- _Exercise aim_:
Print the range of lines that opens with the line containing "Please mark the tall" and closes with the last line of the listing. Include both ends; print nothing more.

Position annotation records:
* * * * *

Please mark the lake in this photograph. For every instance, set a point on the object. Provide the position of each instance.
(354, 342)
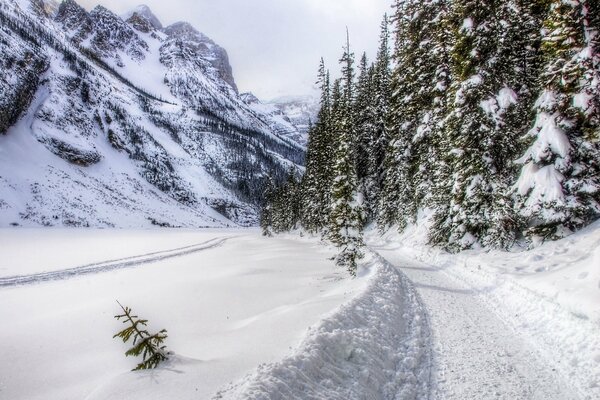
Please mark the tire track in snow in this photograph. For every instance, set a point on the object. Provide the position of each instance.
(110, 265)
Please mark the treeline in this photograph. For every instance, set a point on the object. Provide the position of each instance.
(489, 119)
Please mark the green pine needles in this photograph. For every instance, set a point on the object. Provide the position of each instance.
(150, 347)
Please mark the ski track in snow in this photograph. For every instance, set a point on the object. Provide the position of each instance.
(110, 265)
(478, 353)
(375, 347)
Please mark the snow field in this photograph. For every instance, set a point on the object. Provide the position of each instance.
(375, 347)
(227, 310)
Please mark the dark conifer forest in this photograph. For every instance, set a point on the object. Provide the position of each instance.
(483, 115)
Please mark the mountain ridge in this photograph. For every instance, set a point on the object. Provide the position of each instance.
(108, 148)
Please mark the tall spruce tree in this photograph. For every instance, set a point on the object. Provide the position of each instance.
(363, 124)
(559, 186)
(381, 95)
(478, 144)
(346, 218)
(419, 85)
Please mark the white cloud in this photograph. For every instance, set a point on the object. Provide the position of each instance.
(274, 45)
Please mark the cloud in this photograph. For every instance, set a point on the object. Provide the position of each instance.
(274, 46)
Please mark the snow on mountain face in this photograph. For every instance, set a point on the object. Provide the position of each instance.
(280, 122)
(203, 47)
(147, 14)
(88, 140)
(300, 110)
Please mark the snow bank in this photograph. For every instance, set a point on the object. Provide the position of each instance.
(375, 347)
(550, 294)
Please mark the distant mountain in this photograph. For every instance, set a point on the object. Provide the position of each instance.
(277, 120)
(117, 121)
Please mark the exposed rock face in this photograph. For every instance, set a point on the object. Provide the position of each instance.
(300, 110)
(101, 31)
(145, 12)
(201, 46)
(140, 23)
(249, 98)
(75, 20)
(110, 146)
(21, 69)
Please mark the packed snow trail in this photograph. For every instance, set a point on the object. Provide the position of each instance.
(110, 265)
(375, 347)
(477, 354)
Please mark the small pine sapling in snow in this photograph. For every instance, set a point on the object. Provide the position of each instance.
(150, 347)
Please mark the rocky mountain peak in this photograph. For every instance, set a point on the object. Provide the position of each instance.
(203, 47)
(74, 18)
(249, 98)
(144, 12)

* * * * *

- _Solution to the problem_:
Please mark the tall spruce tree in this photograph. For every instance, set a point on the object. Provide the position of each instance.
(363, 124)
(559, 186)
(381, 95)
(478, 144)
(346, 218)
(419, 85)
Please mark the white cloud in this photograph. For every instance, set a point on the object. Provide the position of each instance.
(274, 45)
Please mark the cloud in this photograph. For every instance, set a point on the object. Provide the position of each instance.
(274, 46)
Please mark the snow on mountain face in this photograph. For every instance, set a point on the object. Provide the position of each instance.
(280, 122)
(203, 47)
(147, 14)
(88, 140)
(300, 110)
Please mark the snow bank in this photograph. For every instance, set a point on the object. Provide the position of each instance.
(375, 347)
(550, 294)
Please mark the distant mountain in this photograph. For every instance, set a point on the object. Provide the position of each instance.
(277, 120)
(117, 121)
Please mark the exposed rock face in this photograph. For every instance, set a point on the object. Provide the position of each instance.
(300, 110)
(101, 31)
(145, 12)
(201, 46)
(140, 23)
(249, 98)
(75, 20)
(110, 146)
(21, 69)
Please mark the packed snow trail in this photograph. For every instance, set a point on the object. Provide the position of each instance.
(110, 265)
(375, 347)
(477, 354)
Please mark the small pine sapling in snow in this photograph. For every instance, set a point on the object. Provide the position of each instance.
(150, 347)
Please mark the rocky mountain peak in this photograph. For every instance, set a point on the object. Provide the position of each instance.
(203, 47)
(74, 18)
(249, 98)
(144, 12)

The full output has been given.